EXERCISE GOAL:
Reproduce every item below word for word, and leave out the pictures.

___ MATERIAL SHOWN

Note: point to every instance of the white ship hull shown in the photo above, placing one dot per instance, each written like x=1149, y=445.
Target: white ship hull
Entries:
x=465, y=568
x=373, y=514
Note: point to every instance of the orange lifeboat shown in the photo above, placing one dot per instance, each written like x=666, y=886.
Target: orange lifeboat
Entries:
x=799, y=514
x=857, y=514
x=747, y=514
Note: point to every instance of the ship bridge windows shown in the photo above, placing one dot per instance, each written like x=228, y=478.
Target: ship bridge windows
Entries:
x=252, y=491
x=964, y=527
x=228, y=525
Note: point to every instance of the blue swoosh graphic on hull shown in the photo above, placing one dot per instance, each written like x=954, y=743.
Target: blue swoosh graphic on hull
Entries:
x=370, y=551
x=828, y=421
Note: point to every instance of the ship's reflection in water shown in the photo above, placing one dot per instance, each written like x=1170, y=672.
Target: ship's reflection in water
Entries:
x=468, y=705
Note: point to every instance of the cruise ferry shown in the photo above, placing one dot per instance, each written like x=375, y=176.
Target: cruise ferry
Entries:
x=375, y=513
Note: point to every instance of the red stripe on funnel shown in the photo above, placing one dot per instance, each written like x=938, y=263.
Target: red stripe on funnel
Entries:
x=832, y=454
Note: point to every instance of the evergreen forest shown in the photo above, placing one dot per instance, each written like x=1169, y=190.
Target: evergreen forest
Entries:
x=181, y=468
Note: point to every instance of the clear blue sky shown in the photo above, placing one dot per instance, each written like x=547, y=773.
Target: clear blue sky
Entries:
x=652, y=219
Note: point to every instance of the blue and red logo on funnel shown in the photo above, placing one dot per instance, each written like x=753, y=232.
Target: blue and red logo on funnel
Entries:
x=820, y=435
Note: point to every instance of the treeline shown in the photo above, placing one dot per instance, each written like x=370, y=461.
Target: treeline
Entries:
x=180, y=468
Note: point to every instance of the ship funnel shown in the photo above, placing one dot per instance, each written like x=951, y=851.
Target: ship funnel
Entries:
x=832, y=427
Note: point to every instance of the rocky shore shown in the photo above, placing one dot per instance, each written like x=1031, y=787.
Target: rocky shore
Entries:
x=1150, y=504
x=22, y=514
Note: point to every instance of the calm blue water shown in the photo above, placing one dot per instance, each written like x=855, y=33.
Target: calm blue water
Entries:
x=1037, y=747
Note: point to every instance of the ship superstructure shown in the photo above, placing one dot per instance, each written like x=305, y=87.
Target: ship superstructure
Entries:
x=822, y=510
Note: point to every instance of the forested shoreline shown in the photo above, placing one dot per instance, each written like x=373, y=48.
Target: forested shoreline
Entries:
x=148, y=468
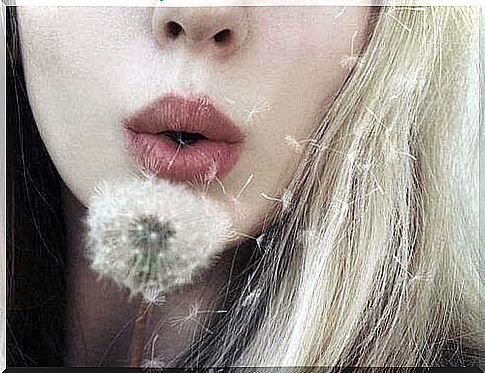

______

OUTPUT:
Note: point to every instance of the white ship hull shown in the photo above, placing one dot per instance, each written like x=1149, y=445.
Target: white ship hull
Entries:
x=465, y=568
x=373, y=514
Note: point to every instance of the orange lifeboat shown in the photo above, placing one dot per instance, each written like x=666, y=886.
Target: orange lifeboat
Entries:
x=799, y=514
x=857, y=514
x=747, y=514
Note: point to every instance of the ship bridge windows shown in the photo above, placing one dot per instance, each written like x=228, y=478.
Target: ship bridge windows
Entries:
x=252, y=491
x=964, y=527
x=228, y=525
Note: point to every instance of the blue swoosh graphic on hull shown in the photo above, placing one dot per instance, each written like x=954, y=743.
Target: blue swoosh graphic on hull
Entries:
x=370, y=551
x=828, y=421
Note: point to every instance of the ship's reflection in water shown in the photo above, placing one dot per instance, each written like x=1170, y=672.
Target: ship's reflection in water
Entries:
x=468, y=705
Note: point to every instance of the cruise ferry shown in the photo above, placing one dot per instance, each written like x=375, y=176.
Target: cruise ferry
Entries:
x=375, y=513
Note: point to every instance of the red stripe on funnel shown in the photo above, placing one dot per instance, each written like x=938, y=263.
Target: red stripe on funnel
Entries:
x=832, y=454
Note: point to every instance of the evergreen forest shown in the photo above, placing one dot per instance, each written like x=1169, y=190.
Target: evergreen forest
Entries:
x=181, y=468
Note: point to every instance of the clear blue sky shown in the photo above, placing one dot per instance, each written like x=547, y=773.
Target: clear blue sky
Entries:
x=652, y=219
Note: point to every instance of the blue and red logo on funnel shown in the photo above, placing one dot per instance, each written like x=753, y=232.
Target: blue and red logo on funnel
Entries:
x=820, y=435
Note: point to every instance of the treeline shown in the photo above, placing one dot per instance, each written like x=370, y=461.
Target: treeline
Entries:
x=180, y=468
Note: point to every instance of the ship funnel shown in the photo above, placing one dot per instance, each written like x=951, y=851.
Target: ship funnel
Entries:
x=832, y=427
Note: point to every instance of the rocky shore shown in the photo above, placing one dot per instance, each written like x=1031, y=787.
Target: rocky shore
Entries:
x=1150, y=504
x=22, y=514
Note: point to every instance of the calm blue water shown in the photo above, placing one dot per instance, each written like x=855, y=33.
Target: calm blue water
Entries:
x=1037, y=747
Note: point to every instance of the ship superstructure shown in the photo above, placing one dot per instance, each written like x=305, y=87.
Target: ship superstructure
Entries:
x=822, y=510
Note: point to every instance of the forested shoreline shown in the photo above, placing one dot per instance, each written like x=373, y=48.
Target: forested shoreline
Entries:
x=148, y=468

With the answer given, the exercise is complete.